--- Start MATERIAL FOR THE TASK ---

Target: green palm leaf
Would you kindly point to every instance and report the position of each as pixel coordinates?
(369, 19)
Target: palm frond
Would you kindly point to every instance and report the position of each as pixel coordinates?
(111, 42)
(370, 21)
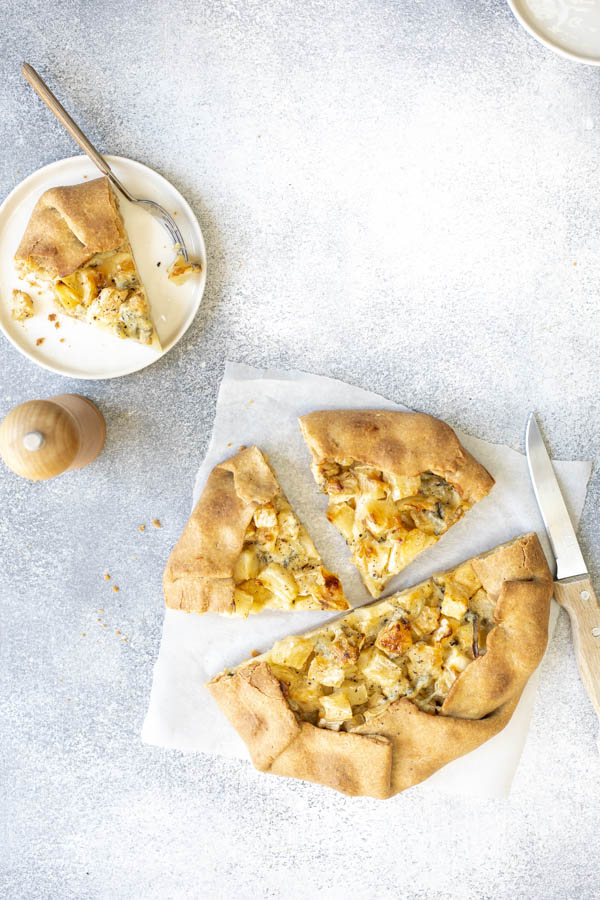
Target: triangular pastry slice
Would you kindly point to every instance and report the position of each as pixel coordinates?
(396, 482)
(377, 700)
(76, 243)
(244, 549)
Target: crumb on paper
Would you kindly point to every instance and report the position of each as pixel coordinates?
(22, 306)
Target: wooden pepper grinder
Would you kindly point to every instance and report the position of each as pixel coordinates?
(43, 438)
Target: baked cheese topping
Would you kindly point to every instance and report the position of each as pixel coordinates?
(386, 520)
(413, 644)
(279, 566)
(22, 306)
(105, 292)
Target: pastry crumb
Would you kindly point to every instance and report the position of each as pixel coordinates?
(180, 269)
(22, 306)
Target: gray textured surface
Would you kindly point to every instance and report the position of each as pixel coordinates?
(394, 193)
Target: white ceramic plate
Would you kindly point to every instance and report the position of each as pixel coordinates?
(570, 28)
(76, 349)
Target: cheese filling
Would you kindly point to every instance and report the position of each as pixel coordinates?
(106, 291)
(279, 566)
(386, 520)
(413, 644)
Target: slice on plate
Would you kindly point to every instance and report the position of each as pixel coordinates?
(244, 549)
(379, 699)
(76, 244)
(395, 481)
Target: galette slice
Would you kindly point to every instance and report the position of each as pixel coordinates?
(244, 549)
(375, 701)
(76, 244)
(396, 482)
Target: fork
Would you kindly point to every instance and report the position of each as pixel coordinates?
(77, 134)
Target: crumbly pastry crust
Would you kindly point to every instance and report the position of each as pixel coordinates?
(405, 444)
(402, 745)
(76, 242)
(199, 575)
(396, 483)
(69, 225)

--- End MATERIAL FOR THE TASK ---
--- Start MATERIAL FOR THE TASK ---

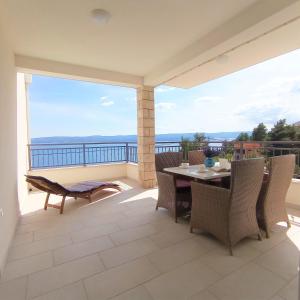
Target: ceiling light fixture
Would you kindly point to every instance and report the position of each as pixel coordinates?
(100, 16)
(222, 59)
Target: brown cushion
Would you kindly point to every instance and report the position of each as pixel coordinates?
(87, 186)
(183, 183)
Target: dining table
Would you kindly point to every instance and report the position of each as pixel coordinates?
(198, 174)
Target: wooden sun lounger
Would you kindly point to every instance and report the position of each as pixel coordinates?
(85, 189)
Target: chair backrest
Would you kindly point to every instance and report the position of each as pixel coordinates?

--- End MATERIAL FOR THE TASK ---

* OBJECTIVE *
Please pull out every line of the listing above that contains the string "wooden" and copy each one in full. Matching is case-sensitive.

* TASK SOLUTION *
Target: wooden pepper grinder
Target: wooden sun lounger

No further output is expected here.